== The task ==
Write the next part of the news report below on Amanat's purchase of CMRC and its 2020 earnings, starting right after its last sentence.

== Text section ==
“The acquisition of CMRC offers Amanat a profitable and scalable business,” said Hamad Al Shamsi, Amanat’s chairman.
With the transaction, Al Shamsi said, Amanat has fully deployed its paid-up capital of 2.5 billion dirhams ($680 million) and now manages close to 3 billion dirhams in assets.
The education and healthcare investment firm, which operates schools and hospitals in the region, said on Sunday that it will “accelerate” investments this year.
The firm reported a full-year 2020 net profit of 10.1 million dirhams, down 83 percent from 60 million dirhams last year. Excluding one-off items, Amanat’s normalised net profit was down 32.5 percent year-on-year to 26.9 million dirhams.
Despite a net profit fall, the firm said it managed to deliver a “strong performance” last year, particularly during the fourth quarter.

== Data provided ==
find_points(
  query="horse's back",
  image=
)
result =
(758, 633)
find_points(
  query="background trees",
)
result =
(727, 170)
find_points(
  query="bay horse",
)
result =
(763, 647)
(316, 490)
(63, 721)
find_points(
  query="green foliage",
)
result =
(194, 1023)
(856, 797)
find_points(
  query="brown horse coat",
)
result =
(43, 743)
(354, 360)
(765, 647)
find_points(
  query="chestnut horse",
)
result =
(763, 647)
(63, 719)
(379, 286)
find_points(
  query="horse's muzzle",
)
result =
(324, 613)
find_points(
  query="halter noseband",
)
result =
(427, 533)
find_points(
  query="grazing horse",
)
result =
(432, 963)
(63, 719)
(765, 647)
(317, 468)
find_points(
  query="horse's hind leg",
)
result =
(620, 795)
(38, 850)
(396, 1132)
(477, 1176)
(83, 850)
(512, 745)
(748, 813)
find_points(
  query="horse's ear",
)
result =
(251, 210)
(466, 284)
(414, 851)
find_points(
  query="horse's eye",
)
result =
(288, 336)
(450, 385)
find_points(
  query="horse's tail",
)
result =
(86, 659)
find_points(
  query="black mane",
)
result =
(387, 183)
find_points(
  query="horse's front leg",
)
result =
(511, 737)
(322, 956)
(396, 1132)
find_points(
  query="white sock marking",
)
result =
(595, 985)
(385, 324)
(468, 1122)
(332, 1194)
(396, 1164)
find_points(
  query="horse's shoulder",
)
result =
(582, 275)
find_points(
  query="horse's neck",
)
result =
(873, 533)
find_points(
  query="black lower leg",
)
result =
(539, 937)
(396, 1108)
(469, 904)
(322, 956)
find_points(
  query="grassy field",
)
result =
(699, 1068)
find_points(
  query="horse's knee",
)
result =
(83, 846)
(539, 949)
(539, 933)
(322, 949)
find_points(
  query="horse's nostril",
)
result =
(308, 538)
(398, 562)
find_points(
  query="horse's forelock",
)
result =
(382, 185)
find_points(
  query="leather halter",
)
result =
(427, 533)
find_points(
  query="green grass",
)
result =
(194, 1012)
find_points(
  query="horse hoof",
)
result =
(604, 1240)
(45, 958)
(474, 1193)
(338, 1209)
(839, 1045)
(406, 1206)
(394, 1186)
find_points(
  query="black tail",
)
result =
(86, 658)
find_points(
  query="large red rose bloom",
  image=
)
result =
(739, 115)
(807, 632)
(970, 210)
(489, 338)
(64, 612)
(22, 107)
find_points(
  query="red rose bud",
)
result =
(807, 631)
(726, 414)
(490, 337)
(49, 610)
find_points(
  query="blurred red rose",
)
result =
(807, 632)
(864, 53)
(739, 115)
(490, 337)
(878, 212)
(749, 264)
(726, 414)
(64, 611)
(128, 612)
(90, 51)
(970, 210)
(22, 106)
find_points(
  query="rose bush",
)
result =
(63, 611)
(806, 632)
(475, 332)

== Result below ==
“We continue to deliver on our strategic objectives to invest in high-yielding assets that are leading the transformation in the healthcare and education sectors delivering further value to our shareholders,” Al Shamsi said on Monday.
Amanat’s newly acquired asset had consolidated revenues worth $75.3 million in 2020, posting 28 percent in compound annual growth rate (CAGR) from 2017. It ended 2020 with a net cash position of $25.7 million.
According to Howard Podolsky, group chief executive officer of CMRC, the acquisition has come at a “pivotal time”.
“We have pioneered the successful roll-out of PAC (post-acute care and rehabilitation) in the region, having established multiple facilities with over 250 beds across the UAE and KSA,” Podolsky said.
(Writing by Cleofe Maceda; editing by Seban Scaria)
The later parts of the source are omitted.